**Instrução**
Dê seguimento ao texto sobre o voo da águia e a visão das alturas, começando logo após a última frase apresentada.

**Texto fornecido**
········
A primeira coisa a ter aqui sob vigília, é o deslize em que o voo da águia se torna simulacro de si mesmo: o aviador, bêbedo de visão global, e numa síntese periférica em que contempla o vasto horizonte, doa a esta a sua vontade de verdade; e na sua idolatria da totalidade, mutila a visão das alturas, elidindo o pólo que nela produz consistência e realidade: os pormenores vivos, da brisa que faz tremer a flor da montanha aos do nariz do coelho que espreita fora da sua toca; e só a dinâmica entre ambos os pólos, o vasto horizonte e os ínfimos pormenores, permite que os voos picados sejam eficazes, e que as acções ou pensamentos toquem o magnetismo secreto da vida. O costume nestas coisas: a macrovisão sem microvisão não passa de um pé-coxinho que pretende vencer maratonas, e inversamente.
········
**Conjunto de itens**

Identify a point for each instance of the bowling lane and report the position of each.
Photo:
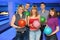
(4, 27)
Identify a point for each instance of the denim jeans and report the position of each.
(34, 35)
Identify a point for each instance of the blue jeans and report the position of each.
(34, 35)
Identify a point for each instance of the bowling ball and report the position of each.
(21, 23)
(42, 19)
(27, 13)
(36, 24)
(47, 30)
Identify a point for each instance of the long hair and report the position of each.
(36, 14)
(55, 14)
(18, 8)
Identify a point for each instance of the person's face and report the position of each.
(27, 6)
(20, 9)
(33, 11)
(51, 13)
(42, 6)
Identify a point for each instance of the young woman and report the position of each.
(52, 22)
(14, 23)
(34, 33)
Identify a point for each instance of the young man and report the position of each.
(27, 6)
(43, 12)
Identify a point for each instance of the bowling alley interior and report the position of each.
(16, 26)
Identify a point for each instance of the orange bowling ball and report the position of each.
(21, 23)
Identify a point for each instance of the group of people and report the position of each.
(29, 32)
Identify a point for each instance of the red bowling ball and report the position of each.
(36, 24)
(21, 23)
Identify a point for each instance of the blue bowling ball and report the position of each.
(47, 30)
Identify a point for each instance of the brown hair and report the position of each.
(55, 14)
(31, 14)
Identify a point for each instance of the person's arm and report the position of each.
(57, 29)
(13, 21)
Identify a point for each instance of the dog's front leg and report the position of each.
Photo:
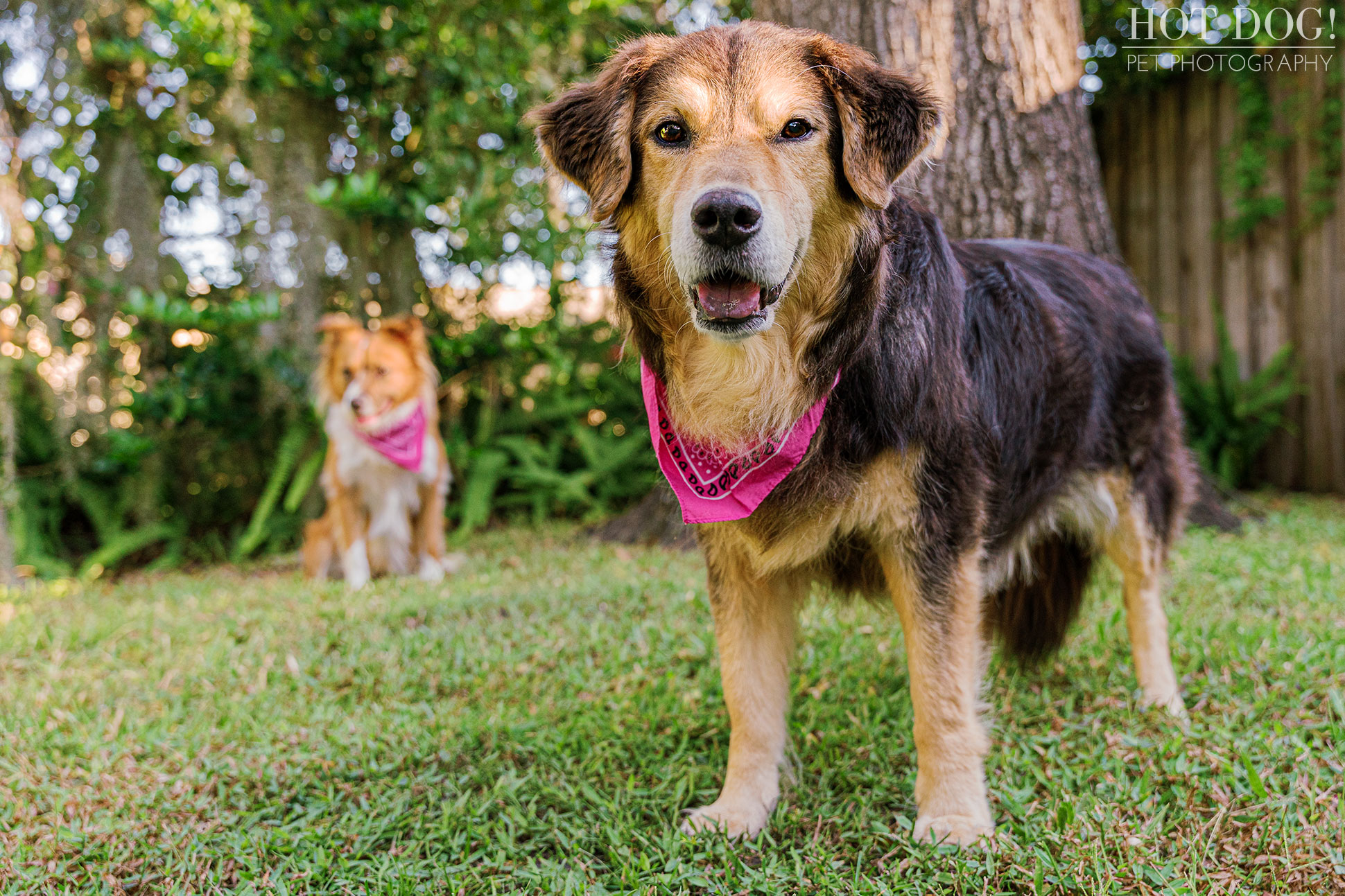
········
**Resultado do exercício**
Vivemos hoje uma curiosa época cultural, em que os simulacros de sistematismo e de positivismo produzem doxa de conhecimento em cada qual, numa tendência de generalizada falsificação de sabedoria: da razão pura à economia de mercado, das obras literárias às engenharias, da física quântica ao sentido histórico – todos nos pretendemos informados e conectados, activos e analíticos, conscientes e participativos. Como é bem de se ver, tal só é possível em prévias formatações que se desconhecem a si mesmas: o pobre aviador, depois de abandonar a atempada e atenciosa visão de pormenor, já nem de horizontes vive, e orienta-se tão só pelo resumo de indicações de bordo que as diversas torres de controlo estabelecem; e é a confusão destas, que lhe dá uma ilusão de ainda lidar com os ventos e forças do mundo e da vida. Infelizmente, a maioria das indicações que recebe, constituem-se numa geografia alucinada e retida no conflito das torres. "As ondas, se pudessem pôr-se a reflectir, acreditariam que avançam, que têm uma finalidade, que progridem, que trabalham para o bem do oceano, e não deixariam de elaborar uma filosofia tão néscia quanto o seu zelo." (Cioran, Esquartejamento) Nesta e outras conturbadas marés é que se perdeu o velho adágio da sabedoria irónica: Há os que sabem, e os que não sabem; os que sabem, sabem que não sabem; e os que não sabem, pensam que sabem. Neste preciso momento, o tio Emil gargalha no seu túmulo vivo.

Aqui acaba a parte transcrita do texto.